> [Selected passage]
Studio album by Fred Hammond
- Released: May 28, 1991
- Recorded: 1990–1991
- Genre: CCM; contemporary gospel; R&B; soul;
- Length: 46:01
- Label: Verity, Benson
- Producer: Fred Hammond, Eric Brice, Dan Clearly

Fred Hammond chronology
|  | I Am Persuaded (1991) | Deliverance (1993) |

= I Am Persuaded =

I Am Persuaded is the debut studio album from gospel singer Fred Hammond. It is Hammond's first album as a solo artist, recorded while still a member of the popular gospel group Commissioned. The album was released on May 28, 1991, through Verity Records and Benson Records. The album contains a distinct early 1990s sound, and combines uptempo R&B, soul and new jack swing musical elements with its core gospel sound.

== Chart performance ==

The album peaked at No. 11 on Billboard's Top Gospel Albums chart on September 7, 1991. It remained on the chart for 29 weeks.

> [Supplied material]
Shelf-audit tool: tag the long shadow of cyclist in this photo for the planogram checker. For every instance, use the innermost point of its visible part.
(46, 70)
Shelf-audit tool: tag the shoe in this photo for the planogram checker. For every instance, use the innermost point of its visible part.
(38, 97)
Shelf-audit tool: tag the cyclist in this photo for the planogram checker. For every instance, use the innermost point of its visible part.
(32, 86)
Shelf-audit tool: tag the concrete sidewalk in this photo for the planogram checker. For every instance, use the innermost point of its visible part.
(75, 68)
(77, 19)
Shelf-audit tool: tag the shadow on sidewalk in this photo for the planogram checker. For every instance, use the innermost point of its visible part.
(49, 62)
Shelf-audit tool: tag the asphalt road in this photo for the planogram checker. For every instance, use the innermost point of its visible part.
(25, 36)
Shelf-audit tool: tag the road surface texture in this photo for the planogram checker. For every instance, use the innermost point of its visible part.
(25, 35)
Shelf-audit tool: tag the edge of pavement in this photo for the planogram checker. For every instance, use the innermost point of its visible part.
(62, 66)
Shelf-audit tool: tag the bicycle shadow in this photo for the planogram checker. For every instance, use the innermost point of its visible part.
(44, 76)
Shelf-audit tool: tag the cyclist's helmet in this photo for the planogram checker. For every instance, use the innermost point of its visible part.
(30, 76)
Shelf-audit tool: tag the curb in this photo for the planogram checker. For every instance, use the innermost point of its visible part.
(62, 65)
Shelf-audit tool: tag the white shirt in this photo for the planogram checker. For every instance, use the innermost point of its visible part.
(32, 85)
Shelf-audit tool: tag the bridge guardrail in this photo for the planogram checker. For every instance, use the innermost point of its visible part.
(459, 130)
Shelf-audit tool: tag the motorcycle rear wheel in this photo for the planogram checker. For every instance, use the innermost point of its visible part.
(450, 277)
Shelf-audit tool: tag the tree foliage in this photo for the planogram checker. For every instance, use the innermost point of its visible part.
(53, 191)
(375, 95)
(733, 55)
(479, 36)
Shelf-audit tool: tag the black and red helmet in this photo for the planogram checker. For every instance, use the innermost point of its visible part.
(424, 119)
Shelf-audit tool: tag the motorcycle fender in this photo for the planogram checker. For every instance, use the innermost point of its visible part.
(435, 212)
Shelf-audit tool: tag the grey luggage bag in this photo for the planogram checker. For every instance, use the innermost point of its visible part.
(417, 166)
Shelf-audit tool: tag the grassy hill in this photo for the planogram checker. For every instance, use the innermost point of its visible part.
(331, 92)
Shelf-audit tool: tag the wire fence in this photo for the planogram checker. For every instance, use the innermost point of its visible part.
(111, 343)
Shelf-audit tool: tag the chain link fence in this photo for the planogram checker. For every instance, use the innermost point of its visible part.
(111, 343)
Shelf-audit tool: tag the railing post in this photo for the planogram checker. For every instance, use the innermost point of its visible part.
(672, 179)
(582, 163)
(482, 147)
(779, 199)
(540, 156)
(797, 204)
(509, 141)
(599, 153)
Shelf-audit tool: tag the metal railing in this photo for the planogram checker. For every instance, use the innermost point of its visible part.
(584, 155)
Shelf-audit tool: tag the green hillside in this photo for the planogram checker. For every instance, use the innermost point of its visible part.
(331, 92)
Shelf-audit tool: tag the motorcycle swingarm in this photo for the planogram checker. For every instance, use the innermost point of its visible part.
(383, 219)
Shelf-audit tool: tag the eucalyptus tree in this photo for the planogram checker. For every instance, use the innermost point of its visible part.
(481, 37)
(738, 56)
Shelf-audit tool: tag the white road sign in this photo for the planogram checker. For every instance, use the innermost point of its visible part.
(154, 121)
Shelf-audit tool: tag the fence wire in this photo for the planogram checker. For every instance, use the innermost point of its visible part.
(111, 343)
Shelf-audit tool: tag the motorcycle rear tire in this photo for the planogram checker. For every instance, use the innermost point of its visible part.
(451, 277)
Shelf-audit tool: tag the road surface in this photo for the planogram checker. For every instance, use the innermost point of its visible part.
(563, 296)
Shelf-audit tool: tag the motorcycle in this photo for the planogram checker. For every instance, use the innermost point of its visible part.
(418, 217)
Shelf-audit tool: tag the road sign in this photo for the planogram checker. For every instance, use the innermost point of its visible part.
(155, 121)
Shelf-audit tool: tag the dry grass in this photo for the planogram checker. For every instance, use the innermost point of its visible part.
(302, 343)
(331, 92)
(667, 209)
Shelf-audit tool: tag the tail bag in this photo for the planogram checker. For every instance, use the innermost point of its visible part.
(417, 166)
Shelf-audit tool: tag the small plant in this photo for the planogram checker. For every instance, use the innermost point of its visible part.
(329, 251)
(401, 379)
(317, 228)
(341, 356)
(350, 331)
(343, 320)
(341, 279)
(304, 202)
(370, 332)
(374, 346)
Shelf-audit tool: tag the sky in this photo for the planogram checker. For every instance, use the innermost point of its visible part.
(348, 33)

> [Directions] Resume the article on the Fred Hammond album I Am Persuaded, starting after its last sentence.

> [Written reply]
== Track listing ==

1. "I Am Persuaded" (Eric Brice, Fred Hammond) – 5:40
2. "Mender of Broken Hearts" (Fred Hammond, Eddie Howard Jr.) – 5:09
3. "I Came to Jesus As I Was / Grace" (Fred Hammond, Bernard Wright) – 9:47
4. "If It Had Not Been (For the Lord on Our Side)" (Anson Dawkins, Mitchell Jones) – 5:00
5. "Go (A Young Minister's Affirmation)" (Maxx Frank, Fred Hammond) – 4:56
6. "That's What I'll Do to Keep on Lovin' You" (Maxx Frank, Michael Winans, Regina Winans) – 4:49
7. "Wake Up" (Percy Bady, Steve Huff) – 4:07
8. "That Rugged Cross" (Maxx Frank, Fred Hammond) – 2:55
9. "I'm Not Afraid" (Percy Bady) – 3:34

== Personnel ==
Adapted from AllMusic.com.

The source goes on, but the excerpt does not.